== Exercise material ==
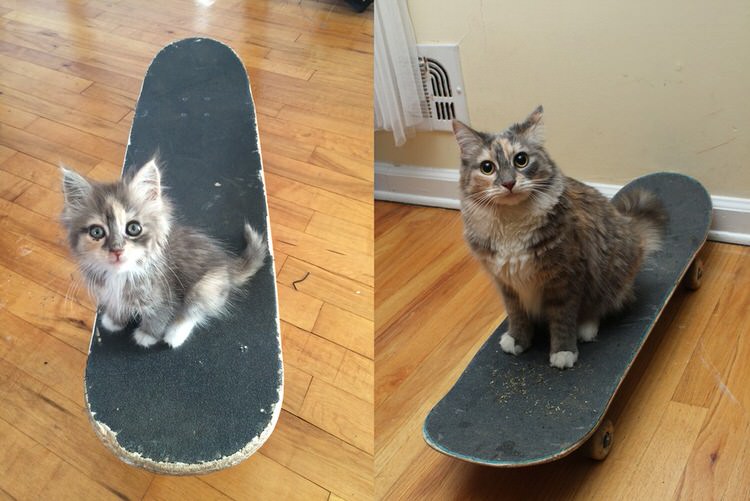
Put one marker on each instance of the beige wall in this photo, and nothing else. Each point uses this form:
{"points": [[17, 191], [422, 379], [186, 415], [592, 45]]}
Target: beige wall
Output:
{"points": [[628, 87]]}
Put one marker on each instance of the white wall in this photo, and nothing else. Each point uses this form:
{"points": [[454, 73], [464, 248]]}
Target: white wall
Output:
{"points": [[628, 87]]}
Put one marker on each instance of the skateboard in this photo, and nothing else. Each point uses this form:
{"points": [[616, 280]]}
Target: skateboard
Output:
{"points": [[510, 411], [213, 401]]}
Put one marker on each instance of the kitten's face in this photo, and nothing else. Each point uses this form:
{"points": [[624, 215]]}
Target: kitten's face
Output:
{"points": [[506, 168], [116, 228]]}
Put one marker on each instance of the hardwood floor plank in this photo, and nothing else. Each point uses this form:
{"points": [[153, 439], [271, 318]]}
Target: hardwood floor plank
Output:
{"points": [[91, 144], [346, 329], [353, 265], [298, 308], [15, 117], [34, 170], [341, 232], [66, 320], [328, 461], [252, 475], [334, 289], [170, 488], [61, 427], [339, 413], [319, 199], [54, 78]]}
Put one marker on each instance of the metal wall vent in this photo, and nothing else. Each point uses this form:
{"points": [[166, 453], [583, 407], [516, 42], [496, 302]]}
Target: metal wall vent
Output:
{"points": [[443, 86]]}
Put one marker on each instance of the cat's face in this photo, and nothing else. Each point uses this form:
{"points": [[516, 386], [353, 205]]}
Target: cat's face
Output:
{"points": [[507, 168], [116, 228]]}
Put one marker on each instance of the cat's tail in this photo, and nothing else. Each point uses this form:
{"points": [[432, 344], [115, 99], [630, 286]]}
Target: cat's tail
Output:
{"points": [[648, 215], [252, 258]]}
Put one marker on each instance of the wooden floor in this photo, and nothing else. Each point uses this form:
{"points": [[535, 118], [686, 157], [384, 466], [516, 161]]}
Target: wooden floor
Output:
{"points": [[682, 422], [70, 74]]}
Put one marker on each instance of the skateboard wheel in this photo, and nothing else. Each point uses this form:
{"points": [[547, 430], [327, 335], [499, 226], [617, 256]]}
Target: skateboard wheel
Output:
{"points": [[694, 277], [601, 442]]}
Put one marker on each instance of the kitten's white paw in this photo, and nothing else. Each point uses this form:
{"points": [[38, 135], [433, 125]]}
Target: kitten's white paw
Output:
{"points": [[508, 344], [144, 338], [177, 333], [108, 324], [563, 359], [587, 331]]}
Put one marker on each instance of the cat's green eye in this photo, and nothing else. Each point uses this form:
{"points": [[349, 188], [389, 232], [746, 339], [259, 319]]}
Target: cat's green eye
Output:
{"points": [[96, 232], [487, 167], [133, 228], [521, 160]]}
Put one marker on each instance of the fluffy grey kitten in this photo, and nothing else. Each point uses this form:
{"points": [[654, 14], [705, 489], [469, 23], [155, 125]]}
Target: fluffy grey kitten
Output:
{"points": [[139, 263], [558, 251]]}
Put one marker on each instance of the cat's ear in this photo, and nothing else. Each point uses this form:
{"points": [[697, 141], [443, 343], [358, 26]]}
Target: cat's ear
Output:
{"points": [[146, 183], [75, 186], [533, 127], [469, 140]]}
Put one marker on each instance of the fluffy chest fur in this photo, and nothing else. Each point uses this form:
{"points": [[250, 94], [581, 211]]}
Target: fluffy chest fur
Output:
{"points": [[506, 249]]}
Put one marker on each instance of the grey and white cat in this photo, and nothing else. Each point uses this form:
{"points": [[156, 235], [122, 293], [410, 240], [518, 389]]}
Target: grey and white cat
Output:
{"points": [[558, 251], [139, 263]]}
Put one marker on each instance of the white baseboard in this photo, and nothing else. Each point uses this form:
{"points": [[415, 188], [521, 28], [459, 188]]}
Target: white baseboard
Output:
{"points": [[439, 188]]}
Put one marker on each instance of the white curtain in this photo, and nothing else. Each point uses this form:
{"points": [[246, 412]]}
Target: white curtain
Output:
{"points": [[399, 95]]}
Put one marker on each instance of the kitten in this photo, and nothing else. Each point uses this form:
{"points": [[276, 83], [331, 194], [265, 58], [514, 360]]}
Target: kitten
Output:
{"points": [[558, 250], [139, 263]]}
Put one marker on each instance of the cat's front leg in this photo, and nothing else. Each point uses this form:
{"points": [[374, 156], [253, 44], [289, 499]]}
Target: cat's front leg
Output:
{"points": [[563, 331], [111, 323], [520, 332], [150, 331]]}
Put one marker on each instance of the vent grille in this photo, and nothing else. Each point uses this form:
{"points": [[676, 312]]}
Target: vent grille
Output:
{"points": [[438, 89], [441, 81]]}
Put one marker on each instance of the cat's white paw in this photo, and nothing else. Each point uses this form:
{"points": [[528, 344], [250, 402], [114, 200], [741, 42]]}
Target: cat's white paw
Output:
{"points": [[144, 338], [563, 359], [109, 324], [508, 344], [177, 333], [587, 331]]}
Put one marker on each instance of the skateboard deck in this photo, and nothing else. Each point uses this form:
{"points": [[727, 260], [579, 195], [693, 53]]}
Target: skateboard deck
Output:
{"points": [[213, 401], [507, 410]]}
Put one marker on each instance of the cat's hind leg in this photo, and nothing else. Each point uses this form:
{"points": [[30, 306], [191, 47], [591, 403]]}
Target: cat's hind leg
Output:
{"points": [[205, 299]]}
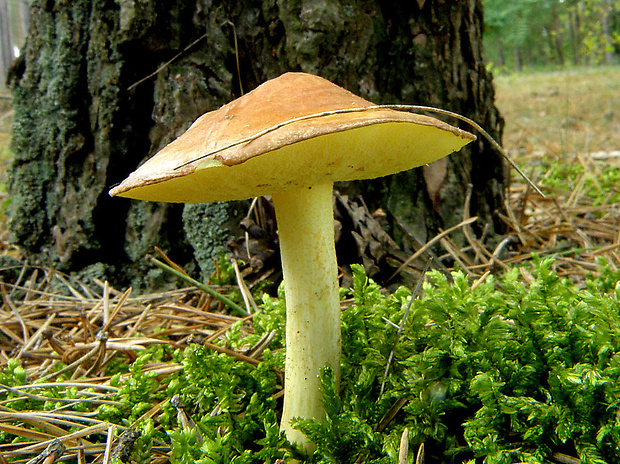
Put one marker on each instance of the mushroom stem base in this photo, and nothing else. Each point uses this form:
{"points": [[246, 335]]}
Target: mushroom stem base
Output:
{"points": [[306, 231]]}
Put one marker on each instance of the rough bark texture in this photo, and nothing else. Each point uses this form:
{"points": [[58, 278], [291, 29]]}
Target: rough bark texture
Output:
{"points": [[80, 124]]}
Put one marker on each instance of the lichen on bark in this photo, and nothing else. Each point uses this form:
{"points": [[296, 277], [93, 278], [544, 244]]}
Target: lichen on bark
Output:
{"points": [[105, 84]]}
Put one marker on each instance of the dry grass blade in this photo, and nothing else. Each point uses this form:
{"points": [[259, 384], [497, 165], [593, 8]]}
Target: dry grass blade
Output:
{"points": [[48, 320]]}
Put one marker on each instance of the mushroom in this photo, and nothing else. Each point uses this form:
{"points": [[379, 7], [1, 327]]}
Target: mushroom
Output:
{"points": [[292, 138]]}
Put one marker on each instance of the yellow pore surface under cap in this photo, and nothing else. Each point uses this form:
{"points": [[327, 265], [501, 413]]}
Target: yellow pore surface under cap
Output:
{"points": [[361, 153]]}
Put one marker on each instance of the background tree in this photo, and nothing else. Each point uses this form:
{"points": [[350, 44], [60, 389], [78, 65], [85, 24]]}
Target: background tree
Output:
{"points": [[552, 32], [104, 84]]}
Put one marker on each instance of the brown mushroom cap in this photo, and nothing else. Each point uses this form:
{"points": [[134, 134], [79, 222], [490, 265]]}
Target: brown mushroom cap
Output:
{"points": [[326, 148]]}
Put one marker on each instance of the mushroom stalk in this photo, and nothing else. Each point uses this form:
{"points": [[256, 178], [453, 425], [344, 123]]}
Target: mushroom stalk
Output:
{"points": [[306, 232]]}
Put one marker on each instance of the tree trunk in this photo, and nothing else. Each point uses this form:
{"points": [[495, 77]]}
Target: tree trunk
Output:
{"points": [[105, 84]]}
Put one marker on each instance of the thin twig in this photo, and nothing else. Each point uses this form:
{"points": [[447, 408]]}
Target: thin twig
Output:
{"points": [[218, 296], [430, 109]]}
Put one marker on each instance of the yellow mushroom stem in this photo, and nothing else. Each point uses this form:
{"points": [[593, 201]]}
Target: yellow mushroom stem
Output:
{"points": [[306, 231]]}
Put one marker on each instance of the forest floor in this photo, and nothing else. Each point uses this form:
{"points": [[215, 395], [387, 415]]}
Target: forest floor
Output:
{"points": [[563, 129], [562, 113]]}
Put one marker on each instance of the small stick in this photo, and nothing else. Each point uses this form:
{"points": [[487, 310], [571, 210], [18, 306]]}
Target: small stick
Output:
{"points": [[430, 109], [402, 324], [218, 296]]}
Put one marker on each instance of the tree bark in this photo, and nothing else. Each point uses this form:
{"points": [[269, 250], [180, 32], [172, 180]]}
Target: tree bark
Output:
{"points": [[104, 84]]}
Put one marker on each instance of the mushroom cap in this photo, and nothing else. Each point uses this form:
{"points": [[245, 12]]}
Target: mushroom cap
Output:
{"points": [[214, 161]]}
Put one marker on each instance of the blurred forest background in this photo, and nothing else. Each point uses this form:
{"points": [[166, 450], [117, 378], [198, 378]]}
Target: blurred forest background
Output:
{"points": [[518, 33], [551, 33]]}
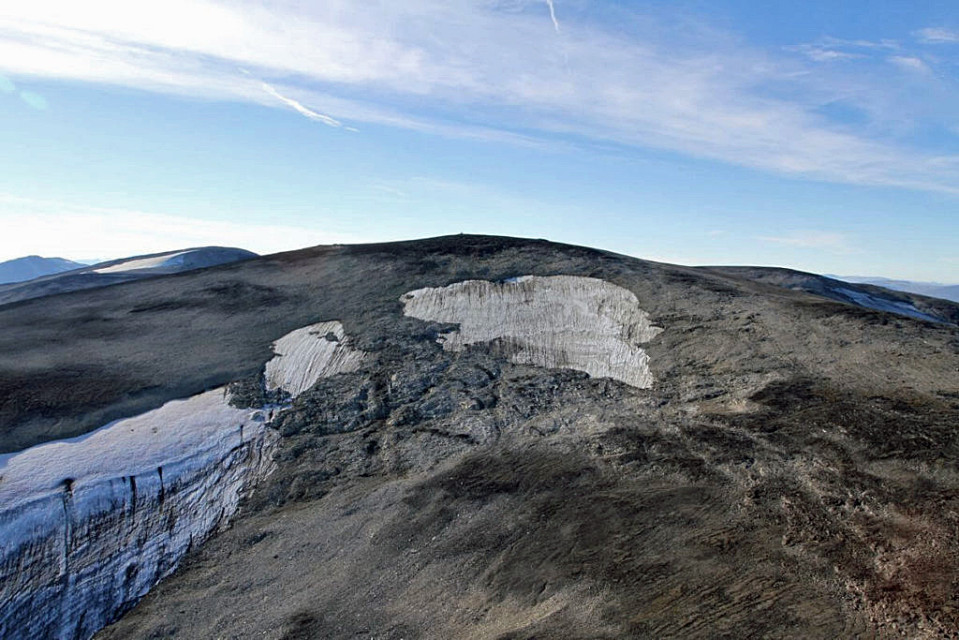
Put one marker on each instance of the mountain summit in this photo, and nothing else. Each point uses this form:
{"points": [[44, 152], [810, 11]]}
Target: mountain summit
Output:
{"points": [[475, 437]]}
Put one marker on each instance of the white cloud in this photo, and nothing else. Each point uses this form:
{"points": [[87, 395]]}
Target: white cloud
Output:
{"points": [[552, 15], [821, 53], [938, 35], [818, 240], [424, 63], [298, 107], [51, 228], [911, 63]]}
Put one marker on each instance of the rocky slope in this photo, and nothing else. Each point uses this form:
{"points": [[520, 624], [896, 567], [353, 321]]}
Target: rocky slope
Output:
{"points": [[82, 277], [785, 469]]}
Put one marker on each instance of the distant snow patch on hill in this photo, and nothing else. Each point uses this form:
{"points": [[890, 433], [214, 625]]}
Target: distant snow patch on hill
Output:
{"points": [[933, 289], [30, 267], [165, 260], [176, 260], [566, 322]]}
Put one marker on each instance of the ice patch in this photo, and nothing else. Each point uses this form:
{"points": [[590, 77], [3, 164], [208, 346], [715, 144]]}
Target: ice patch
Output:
{"points": [[88, 525], [308, 354], [567, 322], [166, 260]]}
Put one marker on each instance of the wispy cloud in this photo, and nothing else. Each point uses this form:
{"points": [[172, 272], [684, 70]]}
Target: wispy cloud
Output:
{"points": [[911, 63], [552, 15], [52, 228], [817, 240], [432, 66], [299, 108], [938, 35], [822, 53]]}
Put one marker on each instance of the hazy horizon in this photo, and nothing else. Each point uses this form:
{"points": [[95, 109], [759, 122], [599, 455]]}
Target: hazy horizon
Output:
{"points": [[821, 137]]}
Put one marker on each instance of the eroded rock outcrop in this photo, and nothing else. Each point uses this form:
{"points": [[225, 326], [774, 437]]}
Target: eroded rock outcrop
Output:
{"points": [[565, 322]]}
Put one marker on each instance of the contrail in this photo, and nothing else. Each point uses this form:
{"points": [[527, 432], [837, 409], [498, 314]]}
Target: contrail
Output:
{"points": [[309, 113], [297, 105], [552, 14]]}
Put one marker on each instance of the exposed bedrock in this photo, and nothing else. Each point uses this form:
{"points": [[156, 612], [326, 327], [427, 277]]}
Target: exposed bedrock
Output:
{"points": [[89, 525], [563, 322]]}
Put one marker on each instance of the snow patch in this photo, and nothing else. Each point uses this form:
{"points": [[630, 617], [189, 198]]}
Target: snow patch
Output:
{"points": [[88, 525], [308, 354], [569, 322], [156, 262]]}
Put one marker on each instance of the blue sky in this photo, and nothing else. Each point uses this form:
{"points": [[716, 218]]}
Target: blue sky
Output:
{"points": [[820, 135]]}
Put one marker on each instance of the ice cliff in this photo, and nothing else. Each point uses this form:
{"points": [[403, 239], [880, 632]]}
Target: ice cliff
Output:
{"points": [[569, 322], [89, 525]]}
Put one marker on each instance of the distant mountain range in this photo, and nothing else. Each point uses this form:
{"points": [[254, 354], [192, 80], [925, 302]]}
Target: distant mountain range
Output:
{"points": [[867, 296], [102, 274], [30, 267], [933, 289]]}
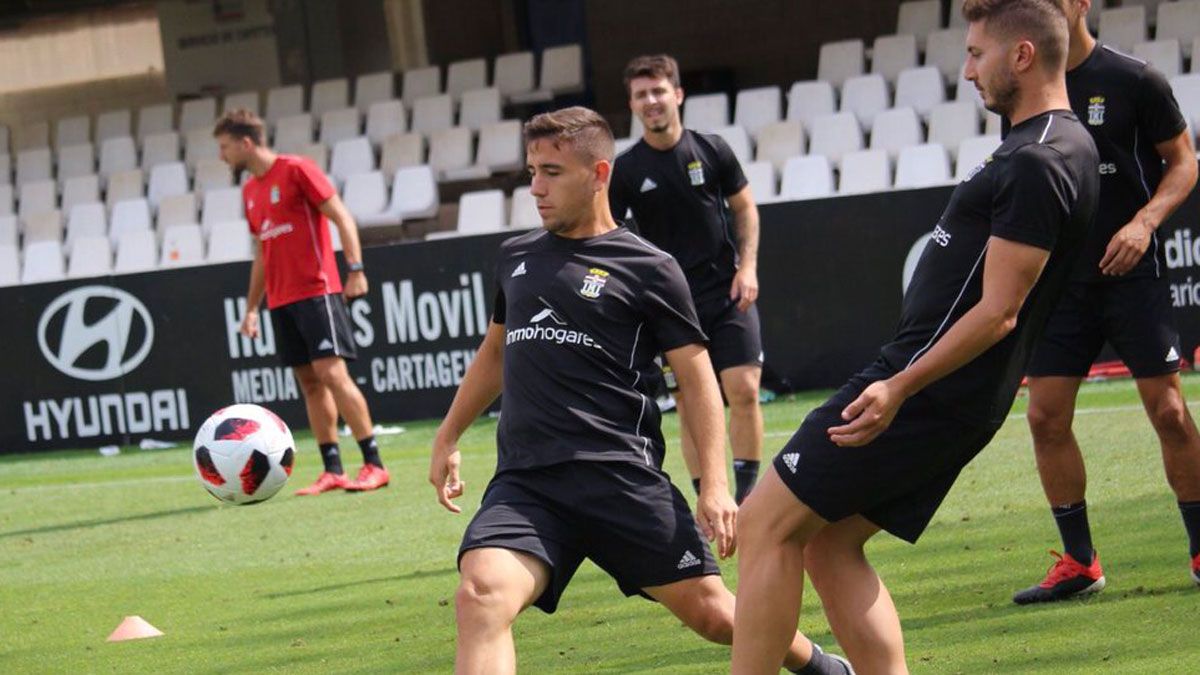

== Instructions to follow ==
List every line of the items above that contains the word "tail", copying each line in full.

== Exercise solution ==
Put one marker on each instance of the cat's tail in this photo, and nothing else. Each point uses this form:
Target: cat's tail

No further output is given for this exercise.